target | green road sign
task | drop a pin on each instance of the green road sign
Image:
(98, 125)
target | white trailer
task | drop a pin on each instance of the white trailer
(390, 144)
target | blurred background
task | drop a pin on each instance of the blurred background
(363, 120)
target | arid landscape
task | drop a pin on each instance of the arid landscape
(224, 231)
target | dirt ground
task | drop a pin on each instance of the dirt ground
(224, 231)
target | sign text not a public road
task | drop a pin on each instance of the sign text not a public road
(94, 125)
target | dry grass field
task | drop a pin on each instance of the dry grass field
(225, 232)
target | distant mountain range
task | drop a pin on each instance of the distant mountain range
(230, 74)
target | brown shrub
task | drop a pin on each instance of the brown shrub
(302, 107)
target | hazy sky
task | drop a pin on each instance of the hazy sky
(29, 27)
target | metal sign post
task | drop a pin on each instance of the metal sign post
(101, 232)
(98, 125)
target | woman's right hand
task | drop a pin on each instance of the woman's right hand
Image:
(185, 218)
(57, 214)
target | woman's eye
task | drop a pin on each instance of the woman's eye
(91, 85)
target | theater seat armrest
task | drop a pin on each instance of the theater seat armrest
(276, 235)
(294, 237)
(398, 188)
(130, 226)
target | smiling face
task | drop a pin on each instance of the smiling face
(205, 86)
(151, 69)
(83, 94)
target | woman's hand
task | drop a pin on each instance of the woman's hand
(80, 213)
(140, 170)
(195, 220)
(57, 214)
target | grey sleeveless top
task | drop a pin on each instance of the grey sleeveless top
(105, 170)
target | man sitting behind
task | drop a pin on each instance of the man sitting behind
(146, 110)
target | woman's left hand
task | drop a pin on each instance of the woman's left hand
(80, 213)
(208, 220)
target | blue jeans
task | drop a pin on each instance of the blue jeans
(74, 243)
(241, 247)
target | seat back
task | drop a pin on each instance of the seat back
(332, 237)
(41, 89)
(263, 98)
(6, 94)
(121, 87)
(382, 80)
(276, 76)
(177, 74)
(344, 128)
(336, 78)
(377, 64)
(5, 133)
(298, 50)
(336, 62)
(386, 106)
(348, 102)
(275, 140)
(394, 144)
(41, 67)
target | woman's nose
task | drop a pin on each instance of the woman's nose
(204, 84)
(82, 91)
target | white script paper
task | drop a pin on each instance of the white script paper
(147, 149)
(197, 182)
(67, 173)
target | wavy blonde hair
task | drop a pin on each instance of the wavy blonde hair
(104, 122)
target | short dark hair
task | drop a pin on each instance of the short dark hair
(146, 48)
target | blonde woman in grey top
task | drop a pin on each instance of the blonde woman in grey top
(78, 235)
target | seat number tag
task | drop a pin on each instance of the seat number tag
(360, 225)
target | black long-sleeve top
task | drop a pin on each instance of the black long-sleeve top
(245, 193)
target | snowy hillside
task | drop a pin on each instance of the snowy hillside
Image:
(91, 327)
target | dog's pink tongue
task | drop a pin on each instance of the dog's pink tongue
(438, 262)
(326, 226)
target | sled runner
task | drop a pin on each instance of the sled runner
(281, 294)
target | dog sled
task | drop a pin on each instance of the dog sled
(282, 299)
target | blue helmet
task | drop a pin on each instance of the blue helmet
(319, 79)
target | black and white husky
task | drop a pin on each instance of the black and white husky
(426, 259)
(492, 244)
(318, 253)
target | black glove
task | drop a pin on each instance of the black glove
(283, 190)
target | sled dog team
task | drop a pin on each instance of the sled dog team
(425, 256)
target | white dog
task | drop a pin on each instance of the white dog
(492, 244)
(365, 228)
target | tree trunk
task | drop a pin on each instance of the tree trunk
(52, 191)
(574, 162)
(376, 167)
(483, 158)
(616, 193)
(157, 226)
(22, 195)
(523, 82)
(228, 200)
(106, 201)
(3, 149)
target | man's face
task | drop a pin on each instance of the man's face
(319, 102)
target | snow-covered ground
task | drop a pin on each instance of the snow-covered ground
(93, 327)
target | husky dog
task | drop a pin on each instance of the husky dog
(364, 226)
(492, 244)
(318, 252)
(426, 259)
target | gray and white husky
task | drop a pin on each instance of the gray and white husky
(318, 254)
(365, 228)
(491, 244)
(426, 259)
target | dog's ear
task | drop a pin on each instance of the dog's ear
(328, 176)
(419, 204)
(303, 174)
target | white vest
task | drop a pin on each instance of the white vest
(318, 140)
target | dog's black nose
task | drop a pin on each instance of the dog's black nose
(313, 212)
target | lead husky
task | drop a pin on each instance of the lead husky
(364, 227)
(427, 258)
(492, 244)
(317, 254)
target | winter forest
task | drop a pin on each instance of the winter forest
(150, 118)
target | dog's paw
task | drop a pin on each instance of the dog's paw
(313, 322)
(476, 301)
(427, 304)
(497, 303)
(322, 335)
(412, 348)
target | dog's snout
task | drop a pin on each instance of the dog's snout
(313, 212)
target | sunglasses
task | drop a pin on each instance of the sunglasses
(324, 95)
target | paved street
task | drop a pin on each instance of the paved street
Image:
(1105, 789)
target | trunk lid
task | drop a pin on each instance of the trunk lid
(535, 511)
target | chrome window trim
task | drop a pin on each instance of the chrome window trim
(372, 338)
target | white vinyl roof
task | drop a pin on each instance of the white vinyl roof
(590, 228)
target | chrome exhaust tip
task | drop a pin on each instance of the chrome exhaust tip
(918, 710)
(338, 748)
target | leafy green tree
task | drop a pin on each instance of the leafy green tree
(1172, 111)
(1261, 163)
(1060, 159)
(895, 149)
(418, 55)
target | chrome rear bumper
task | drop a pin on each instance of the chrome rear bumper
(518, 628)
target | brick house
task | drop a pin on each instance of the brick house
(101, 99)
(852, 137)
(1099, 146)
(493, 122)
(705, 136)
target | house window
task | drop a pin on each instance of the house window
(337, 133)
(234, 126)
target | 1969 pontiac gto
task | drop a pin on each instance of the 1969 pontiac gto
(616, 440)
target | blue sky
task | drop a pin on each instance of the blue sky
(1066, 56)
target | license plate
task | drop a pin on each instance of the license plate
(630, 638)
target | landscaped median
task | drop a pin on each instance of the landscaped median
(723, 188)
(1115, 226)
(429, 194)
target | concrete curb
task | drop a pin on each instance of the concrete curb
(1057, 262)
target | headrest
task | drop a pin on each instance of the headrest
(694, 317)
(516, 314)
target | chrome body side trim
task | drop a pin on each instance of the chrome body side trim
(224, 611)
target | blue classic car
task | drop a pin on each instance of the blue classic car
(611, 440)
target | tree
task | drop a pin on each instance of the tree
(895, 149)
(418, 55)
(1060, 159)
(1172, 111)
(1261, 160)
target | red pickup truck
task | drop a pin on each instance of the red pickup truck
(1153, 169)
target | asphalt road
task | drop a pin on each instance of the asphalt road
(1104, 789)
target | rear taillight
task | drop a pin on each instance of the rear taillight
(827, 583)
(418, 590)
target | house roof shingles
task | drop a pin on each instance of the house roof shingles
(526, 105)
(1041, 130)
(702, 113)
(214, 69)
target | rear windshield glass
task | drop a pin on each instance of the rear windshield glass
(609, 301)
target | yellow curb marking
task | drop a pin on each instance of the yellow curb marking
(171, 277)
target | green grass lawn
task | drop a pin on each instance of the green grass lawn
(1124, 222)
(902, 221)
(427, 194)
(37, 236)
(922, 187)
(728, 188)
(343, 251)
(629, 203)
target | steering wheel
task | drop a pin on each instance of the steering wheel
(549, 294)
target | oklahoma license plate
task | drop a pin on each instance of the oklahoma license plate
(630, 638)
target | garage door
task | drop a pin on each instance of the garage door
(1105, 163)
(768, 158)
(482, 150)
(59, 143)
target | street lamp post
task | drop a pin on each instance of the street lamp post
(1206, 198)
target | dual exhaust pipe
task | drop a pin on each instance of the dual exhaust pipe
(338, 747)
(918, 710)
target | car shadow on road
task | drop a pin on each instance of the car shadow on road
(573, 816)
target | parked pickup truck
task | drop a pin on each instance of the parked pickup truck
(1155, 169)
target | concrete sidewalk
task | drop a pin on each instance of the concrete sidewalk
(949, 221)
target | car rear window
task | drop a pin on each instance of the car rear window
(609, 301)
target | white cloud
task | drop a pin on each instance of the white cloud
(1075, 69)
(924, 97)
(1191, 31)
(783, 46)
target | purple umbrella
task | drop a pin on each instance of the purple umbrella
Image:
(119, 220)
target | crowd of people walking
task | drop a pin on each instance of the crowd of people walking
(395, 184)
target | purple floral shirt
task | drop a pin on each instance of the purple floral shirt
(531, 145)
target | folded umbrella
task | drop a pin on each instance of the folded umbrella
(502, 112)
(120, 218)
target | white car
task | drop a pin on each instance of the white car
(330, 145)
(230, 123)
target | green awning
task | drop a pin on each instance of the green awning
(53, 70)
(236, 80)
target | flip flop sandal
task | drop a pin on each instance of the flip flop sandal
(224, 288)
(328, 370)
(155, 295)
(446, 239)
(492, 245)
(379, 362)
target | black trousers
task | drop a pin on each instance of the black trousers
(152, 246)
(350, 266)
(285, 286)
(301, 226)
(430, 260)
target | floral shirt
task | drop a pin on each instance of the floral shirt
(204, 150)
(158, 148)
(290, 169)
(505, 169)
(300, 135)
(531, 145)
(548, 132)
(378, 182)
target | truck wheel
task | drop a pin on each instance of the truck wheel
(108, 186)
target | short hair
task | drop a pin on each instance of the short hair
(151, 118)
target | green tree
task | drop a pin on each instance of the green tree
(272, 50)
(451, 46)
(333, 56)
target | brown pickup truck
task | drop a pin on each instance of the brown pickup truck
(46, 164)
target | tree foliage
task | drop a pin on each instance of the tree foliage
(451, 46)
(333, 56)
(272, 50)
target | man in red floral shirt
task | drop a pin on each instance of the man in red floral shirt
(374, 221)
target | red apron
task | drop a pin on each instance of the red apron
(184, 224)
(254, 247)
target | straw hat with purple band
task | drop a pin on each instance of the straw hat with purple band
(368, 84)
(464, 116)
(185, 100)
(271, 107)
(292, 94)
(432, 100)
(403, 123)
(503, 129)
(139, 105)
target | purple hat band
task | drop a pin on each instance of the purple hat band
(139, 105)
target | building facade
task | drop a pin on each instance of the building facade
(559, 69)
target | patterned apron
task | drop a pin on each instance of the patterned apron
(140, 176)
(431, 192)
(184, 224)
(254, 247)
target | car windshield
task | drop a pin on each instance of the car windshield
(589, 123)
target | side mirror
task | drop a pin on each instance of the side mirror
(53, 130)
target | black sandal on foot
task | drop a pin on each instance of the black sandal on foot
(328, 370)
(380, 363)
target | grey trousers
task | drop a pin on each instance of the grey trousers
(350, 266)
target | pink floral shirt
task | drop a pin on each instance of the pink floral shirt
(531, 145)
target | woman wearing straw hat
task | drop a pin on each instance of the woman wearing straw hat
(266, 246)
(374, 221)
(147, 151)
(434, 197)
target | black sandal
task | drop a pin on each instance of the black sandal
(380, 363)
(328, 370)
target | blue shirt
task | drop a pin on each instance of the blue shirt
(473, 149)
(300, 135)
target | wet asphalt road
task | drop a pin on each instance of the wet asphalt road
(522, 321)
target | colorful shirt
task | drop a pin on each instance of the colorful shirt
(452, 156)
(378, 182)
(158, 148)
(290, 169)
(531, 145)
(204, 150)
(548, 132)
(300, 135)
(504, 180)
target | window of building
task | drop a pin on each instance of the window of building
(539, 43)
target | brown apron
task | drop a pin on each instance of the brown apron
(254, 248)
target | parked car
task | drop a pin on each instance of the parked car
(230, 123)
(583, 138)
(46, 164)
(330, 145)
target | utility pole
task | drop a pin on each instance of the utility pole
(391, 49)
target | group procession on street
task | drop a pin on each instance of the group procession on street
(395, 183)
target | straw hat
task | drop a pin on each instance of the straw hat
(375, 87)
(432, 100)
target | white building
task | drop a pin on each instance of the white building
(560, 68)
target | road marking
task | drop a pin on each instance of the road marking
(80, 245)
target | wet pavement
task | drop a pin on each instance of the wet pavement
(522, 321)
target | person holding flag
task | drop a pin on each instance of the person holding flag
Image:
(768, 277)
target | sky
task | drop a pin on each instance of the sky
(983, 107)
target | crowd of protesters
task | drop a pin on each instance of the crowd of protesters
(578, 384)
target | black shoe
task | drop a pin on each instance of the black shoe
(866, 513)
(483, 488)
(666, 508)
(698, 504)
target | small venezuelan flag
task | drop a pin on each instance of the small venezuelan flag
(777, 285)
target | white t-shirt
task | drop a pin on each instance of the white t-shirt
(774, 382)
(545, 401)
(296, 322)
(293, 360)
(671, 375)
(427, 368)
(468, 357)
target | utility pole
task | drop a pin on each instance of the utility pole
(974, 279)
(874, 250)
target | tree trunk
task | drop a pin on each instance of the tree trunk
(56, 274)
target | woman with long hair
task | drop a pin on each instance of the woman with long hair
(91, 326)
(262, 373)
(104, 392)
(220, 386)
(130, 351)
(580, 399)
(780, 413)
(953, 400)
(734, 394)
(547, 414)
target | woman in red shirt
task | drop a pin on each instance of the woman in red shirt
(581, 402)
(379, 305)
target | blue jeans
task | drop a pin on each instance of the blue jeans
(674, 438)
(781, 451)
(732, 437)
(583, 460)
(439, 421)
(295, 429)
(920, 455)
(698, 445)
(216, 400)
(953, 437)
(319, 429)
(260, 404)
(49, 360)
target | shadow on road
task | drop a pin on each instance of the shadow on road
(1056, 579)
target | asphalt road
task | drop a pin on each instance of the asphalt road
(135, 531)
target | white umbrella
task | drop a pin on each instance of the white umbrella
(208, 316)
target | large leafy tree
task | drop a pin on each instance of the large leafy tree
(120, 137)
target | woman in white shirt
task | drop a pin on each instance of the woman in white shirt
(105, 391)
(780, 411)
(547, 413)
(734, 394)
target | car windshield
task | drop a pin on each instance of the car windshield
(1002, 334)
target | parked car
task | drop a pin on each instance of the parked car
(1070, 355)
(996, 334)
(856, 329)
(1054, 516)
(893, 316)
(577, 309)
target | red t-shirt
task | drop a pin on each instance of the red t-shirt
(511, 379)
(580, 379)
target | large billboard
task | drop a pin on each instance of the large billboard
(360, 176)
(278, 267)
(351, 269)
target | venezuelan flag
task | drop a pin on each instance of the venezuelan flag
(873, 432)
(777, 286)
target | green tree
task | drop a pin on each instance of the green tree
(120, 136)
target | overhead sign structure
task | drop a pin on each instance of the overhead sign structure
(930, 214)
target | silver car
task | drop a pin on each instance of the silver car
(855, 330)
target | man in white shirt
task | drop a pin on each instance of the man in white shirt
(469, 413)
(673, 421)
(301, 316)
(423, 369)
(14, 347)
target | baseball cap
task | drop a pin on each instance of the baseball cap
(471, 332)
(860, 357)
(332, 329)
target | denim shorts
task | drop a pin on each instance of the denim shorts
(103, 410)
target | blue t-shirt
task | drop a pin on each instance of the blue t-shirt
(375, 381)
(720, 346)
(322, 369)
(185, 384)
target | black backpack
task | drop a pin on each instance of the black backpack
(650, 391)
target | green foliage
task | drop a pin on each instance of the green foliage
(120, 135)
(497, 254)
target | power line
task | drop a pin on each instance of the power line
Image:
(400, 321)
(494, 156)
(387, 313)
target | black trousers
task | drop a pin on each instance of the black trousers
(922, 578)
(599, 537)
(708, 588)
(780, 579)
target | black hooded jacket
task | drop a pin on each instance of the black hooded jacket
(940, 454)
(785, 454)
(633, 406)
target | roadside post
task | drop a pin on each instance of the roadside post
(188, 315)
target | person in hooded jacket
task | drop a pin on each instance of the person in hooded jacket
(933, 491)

==============================

Rewrite the material between the line holding "target | blue sky" and the line holding "(1261, 160)", inclusive, as a two-column CSV with the header text,answer. Give one row for each "task" line: put its wording in the text column and its coordinates in the answer column, enclose each field in double quotes, and replace line breaks with spaces.

text,answer
"target | blue sky task | drop a pin on each instance of the blue sky","(1066, 56)"
"target | license plate task | drop a pin on each instance of the license plate","(630, 638)"
"target | landscaped median task | drop a pin on each instance of the landscaped median","(723, 188) (1115, 226) (429, 194)"
"target | concrete curb task | drop a pin on each instance of the concrete curb","(1057, 262)"
"target | headrest task | drop a pin on each instance of the headrest","(694, 317) (516, 314)"
"target | chrome body side trim task | drop a pin on each instance of the chrome body side trim","(224, 611)"
"target | blue classic car task | drop a pin on each instance of the blue classic car","(611, 440)"
"target | tree task | drop a pin on each instance of the tree","(895, 149) (418, 55) (1060, 159) (1172, 111) (1261, 160)"